Point-based annotation data:
§ §

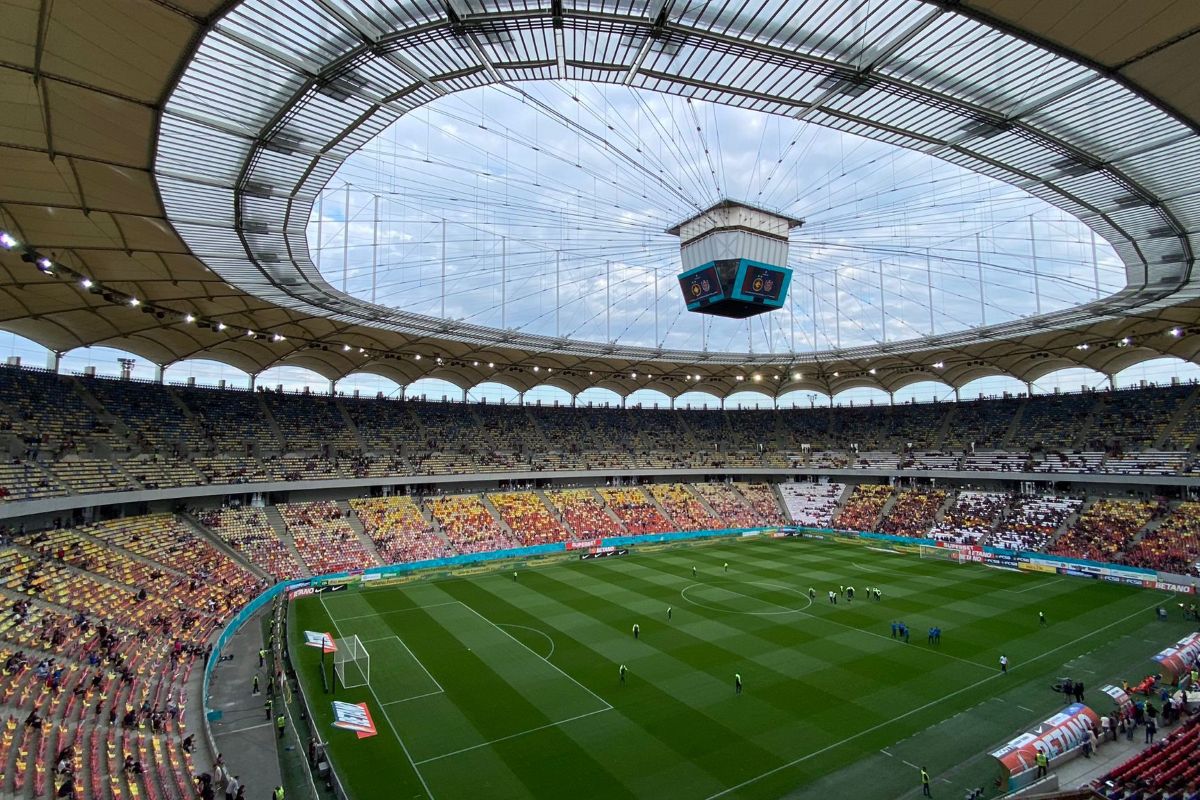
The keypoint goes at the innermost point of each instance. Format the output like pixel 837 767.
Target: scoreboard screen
pixel 760 281
pixel 701 284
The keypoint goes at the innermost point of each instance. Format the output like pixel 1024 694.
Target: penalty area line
pixel 513 735
pixel 394 732
pixel 795 762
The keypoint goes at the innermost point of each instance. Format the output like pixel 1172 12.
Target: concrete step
pixel 281 530
pixel 355 524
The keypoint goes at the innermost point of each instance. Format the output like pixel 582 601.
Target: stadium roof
pixel 172 158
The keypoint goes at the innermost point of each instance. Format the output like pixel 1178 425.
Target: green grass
pixel 487 687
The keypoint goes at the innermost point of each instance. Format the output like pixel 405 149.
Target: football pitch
pixel 484 686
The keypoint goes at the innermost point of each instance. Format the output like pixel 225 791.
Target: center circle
pixel 735 597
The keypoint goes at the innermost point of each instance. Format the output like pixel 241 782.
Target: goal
pixel 943 554
pixel 352 662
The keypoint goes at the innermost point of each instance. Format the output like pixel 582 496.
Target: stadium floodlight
pixel 352 662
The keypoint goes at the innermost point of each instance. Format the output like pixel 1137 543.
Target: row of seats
pixel 249 531
pixel 397 528
pixel 912 513
pixel 1104 529
pixel 147 416
pixel 863 507
pixel 323 537
pixel 811 504
pixel 105 626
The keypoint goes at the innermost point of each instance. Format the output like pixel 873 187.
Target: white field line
pixel 402 746
pixel 922 708
pixel 607 705
pixel 513 735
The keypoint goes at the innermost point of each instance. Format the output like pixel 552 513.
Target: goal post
pixel 352 662
pixel 943 553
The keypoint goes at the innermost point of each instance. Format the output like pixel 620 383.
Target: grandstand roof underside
pixel 1092 107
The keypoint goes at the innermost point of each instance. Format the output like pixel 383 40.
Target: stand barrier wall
pixel 994 557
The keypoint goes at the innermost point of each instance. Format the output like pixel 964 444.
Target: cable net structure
pixel 543 208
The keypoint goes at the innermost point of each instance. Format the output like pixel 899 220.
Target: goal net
pixel 942 553
pixel 352 662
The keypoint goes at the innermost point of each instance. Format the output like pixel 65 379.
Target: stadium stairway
pixel 281 530
pixel 1014 425
pixel 349 425
pixel 243 733
pixel 97 408
pixel 281 446
pixel 838 509
pixel 952 497
pixel 355 524
pixel 201 530
pixel 649 497
pixel 887 509
pixel 1069 522
pixel 1155 523
pixel 943 427
pixel 703 503
pixel 607 510
pixel 497 516
pixel 1182 411
pixel 555 512
pixel 1085 427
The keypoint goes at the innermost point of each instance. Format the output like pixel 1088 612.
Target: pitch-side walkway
pixel 244 734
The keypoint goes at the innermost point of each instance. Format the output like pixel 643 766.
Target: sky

§ §

▸ **GOAL OF THE EXERCISE**
Reproduce the records, all of them, word for word; omit the pictures.

▸ **THE REPLY**
The keypoint goes at the innermost point of each instance. Format the output like pixel 837 767.
Target: scoreboard screen
pixel 760 281
pixel 701 284
The keypoint goes at the innermost point of each instance. Format the output like pixel 1024 694.
Target: penalty area line
pixel 513 735
pixel 394 732
pixel 795 762
The keypoint goes at the innermost point of each instance. Format the output like pixel 1172 12.
Target: concrete step
pixel 281 530
pixel 355 524
The keypoint goes at the innermost point of each instance. Format the output like pixel 582 601.
Target: stadium roof
pixel 172 158
The keypoint goes at the innermost point of each instance. Format the output like pixel 1178 425.
Target: green grass
pixel 487 687
The keypoint goes at the innermost point of each instance. Format the output like pixel 405 149.
Target: football pitch
pixel 484 686
The keypoint goes at the innermost point of each instance. Format the output like pixel 225 791.
Target: center circle
pixel 735 597
The keypoint goes at the innermost point of each instance. Format the output like pixel 241 782.
Target: goal
pixel 943 554
pixel 352 662
The keypoint goes at the innermost point of each instance. Format the output like pixel 582 496.
Target: stadium floodlight
pixel 352 662
The keypoint goes at the innermost point of each instance. Format the output like pixel 1137 543.
Target: row of seats
pixel 249 531
pixel 397 528
pixel 912 513
pixel 1104 529
pixel 147 416
pixel 863 507
pixel 323 537
pixel 811 504
pixel 105 626
The keypoint goes at the innermost point of each instance. Format the output like pixel 873 187.
Target: white field line
pixel 402 746
pixel 922 708
pixel 607 705
pixel 513 735
The keypoint goes at the innermost point of each instance. Format the output like pixel 552 513.
Target: goal post
pixel 352 662
pixel 943 553
The keypoint goes at the innermost point of each instance. Format the output like pixel 620 383.
Target: grandstand roof underside
pixel 1092 107
The keypoint goes at the innermost point of each instance. Format the output like pixel 383 40.
Target: stand barrier wall
pixel 994 557
The keypoint goes at the innermost point of each instance. Format the output like pixel 964 444.
Target: cable net structure
pixel 543 208
The keypoint goes at the innermost point of each instance. Format the output like pixel 899 220.
Target: goal net
pixel 942 553
pixel 352 662
The keypoint goes at the innermost point of each instance. Format the output like pixel 65 379.
Target: stadium stairway
pixel 281 530
pixel 1014 425
pixel 349 425
pixel 243 733
pixel 97 408
pixel 281 446
pixel 838 509
pixel 952 497
pixel 355 524
pixel 201 530
pixel 649 497
pixel 887 509
pixel 1069 522
pixel 1155 523
pixel 943 427
pixel 703 503
pixel 607 510
pixel 497 516
pixel 1182 411
pixel 555 512
pixel 1085 427
The keypoint goes at the innermost point of each instance. Format the output like pixel 1088 612.
Target: pitch-side walkway
pixel 244 734
The keypoint goes at the innermost point of each instance. Format the output like pixel 643 766.
Target: sky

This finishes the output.